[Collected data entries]
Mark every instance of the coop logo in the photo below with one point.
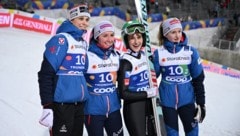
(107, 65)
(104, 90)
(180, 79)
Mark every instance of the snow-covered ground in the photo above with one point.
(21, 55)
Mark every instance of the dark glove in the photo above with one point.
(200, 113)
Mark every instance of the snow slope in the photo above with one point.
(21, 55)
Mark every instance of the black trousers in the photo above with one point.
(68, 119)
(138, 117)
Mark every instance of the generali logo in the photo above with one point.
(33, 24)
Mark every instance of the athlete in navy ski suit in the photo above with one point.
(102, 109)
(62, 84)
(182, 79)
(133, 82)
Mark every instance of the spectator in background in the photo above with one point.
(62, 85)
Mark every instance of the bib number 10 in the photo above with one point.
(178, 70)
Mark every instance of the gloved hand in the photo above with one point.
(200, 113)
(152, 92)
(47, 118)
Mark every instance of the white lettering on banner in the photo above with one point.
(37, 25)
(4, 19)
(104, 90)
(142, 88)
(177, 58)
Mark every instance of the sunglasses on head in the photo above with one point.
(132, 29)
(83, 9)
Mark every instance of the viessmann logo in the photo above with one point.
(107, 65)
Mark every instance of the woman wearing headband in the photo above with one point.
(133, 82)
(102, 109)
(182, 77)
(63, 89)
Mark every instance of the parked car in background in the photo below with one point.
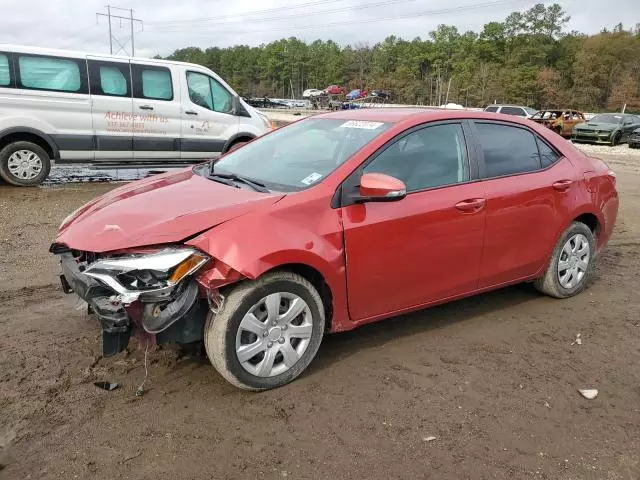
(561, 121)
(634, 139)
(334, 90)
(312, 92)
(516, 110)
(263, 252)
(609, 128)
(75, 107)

◆ Task brief ◆
Write out the data exactly, but not its pictures.

◆ Response below ◆
Mark every instance of the coop logo in the photo below with one point.
(107, 65)
(104, 90)
(180, 79)
Mark every instance of the snow-covered ground in the photo above with one point.
(21, 55)
Mark every instance of the dark glove in the photo above with one point.
(200, 113)
Mark every instance of the snow slope in the photo above with one point.
(21, 55)
Mark every instance of the black trousers in the photo above with one point.
(68, 119)
(138, 117)
Mark every instance of the generali logo in the photo above with one point.
(33, 24)
Mark every instance of the athlete in navy ski suit in the photo above with one point.
(102, 109)
(62, 84)
(182, 79)
(133, 82)
Mark every instance of the spectator in background in the photo above with one point.
(62, 85)
Mark every instance of the bib number 10 in the photo above with one point.
(178, 70)
Mark every instance of the gloved hand in the photo above with one point.
(200, 113)
(152, 92)
(47, 118)
Mark every instance of the white lettering on banner in the photo above with one point.
(37, 25)
(4, 19)
(104, 90)
(142, 88)
(177, 58)
Mark every instance of the sunglasses on head in the photo above with one point.
(132, 29)
(83, 9)
Mark every instance of the viessmann logo in the photo above with one point.
(107, 65)
Mark every instance of the woman wearing headband in the photo above with one point.
(133, 82)
(102, 109)
(182, 77)
(63, 89)
Mark every instance of the parked car in background in the photo below with one point.
(561, 121)
(634, 139)
(334, 90)
(312, 92)
(516, 110)
(263, 252)
(609, 128)
(75, 107)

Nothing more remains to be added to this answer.